**What is needed**.
Copy the listing below from the line with "Extract woman in red" up to and including its last line, keeping the requests unchanged. Multiply every coordinate in the answers by 1.1 and round to whole numbers, with halves going up.

**Data for processing**.

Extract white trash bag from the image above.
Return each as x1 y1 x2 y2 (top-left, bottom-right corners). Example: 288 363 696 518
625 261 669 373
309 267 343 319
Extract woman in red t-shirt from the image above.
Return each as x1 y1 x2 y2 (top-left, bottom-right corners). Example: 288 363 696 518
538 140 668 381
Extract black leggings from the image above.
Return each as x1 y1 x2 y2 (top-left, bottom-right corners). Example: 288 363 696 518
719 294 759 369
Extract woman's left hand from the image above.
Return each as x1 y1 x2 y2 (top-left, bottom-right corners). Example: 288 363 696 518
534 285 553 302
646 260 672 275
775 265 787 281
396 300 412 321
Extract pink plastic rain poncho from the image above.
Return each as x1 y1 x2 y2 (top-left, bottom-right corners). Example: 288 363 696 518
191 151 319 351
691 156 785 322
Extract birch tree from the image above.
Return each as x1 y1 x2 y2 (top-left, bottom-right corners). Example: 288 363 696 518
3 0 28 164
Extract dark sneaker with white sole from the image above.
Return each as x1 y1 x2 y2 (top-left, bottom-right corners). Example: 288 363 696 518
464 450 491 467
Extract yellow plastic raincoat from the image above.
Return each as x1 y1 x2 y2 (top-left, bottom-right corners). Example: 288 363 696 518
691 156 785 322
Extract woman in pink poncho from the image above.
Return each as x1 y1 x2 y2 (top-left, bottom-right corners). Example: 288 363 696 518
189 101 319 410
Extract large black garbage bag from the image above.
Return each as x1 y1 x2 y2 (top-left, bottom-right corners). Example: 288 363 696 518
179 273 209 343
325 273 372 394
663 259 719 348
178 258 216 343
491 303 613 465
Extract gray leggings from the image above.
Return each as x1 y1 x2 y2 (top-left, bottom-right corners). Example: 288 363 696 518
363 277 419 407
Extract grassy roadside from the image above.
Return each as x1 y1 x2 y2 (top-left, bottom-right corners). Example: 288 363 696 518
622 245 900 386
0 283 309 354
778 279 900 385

**Exercise response**.
Extract woman in red t-shirt from the image above.
Return each as x1 y1 x2 y2 (top-left, bottom-right corners). Example: 288 363 696 518
592 154 735 419
Extract black leggings from the image above.
Return each as x1 y1 x2 y2 (top-left, bottom-right corners). Example: 288 363 696 518
791 323 835 406
Extract woman's left hand from the image above.
Return each as x1 y1 x2 y2 (top-left, bottom-right corners). Example: 288 363 696 518
587 314 608 332
711 286 739 303
853 292 866 309
436 330 453 353
Extract pink plastic rain poncho from the image above.
Return each as x1 y1 x2 y2 (top-left, bottom-right corners). Example: 288 363 696 518
210 166 351 386
760 172 864 354
Extract birch tree from the image above.
Return each as x1 y1 x2 y2 (top-left, bottom-right corners). Example: 288 363 696 518
3 0 31 180
Extract dark sneaker with white sole from the image above.
Return each as x1 y1 x2 y2 (top-left, bottom-right corners). Example: 288 363 696 518
510 495 540 514
Extract yellow plastic raincoat from the image above.
Return each as x1 y1 x2 y2 (top-left, bottom-right corners). Example: 288 363 696 518
760 172 864 354
Extract woman in pink poncho from the image above.
Return each as x1 y1 x2 y2 (top-left, bottom-right corners). Example: 288 363 696 518
208 111 351 451
Extract large black garbage bag from the image above.
Return each as x1 y1 x2 y2 (top-left, bottom-right corners). Example: 288 363 696 518
197 300 230 377
358 300 409 433
729 285 791 383
196 284 238 377
540 333 674 512
Extract gray leggings from the image above.
Return each as x1 y1 x2 y2 (top-left, bottom-right corners). Example: 288 363 696 518
399 305 461 448
Extract grassy roadside from the image above.
Return each as x1 y1 x2 y2 (top-left, bottom-right corners). Example: 288 363 696 518
684 270 990 425
0 311 340 389
856 307 990 424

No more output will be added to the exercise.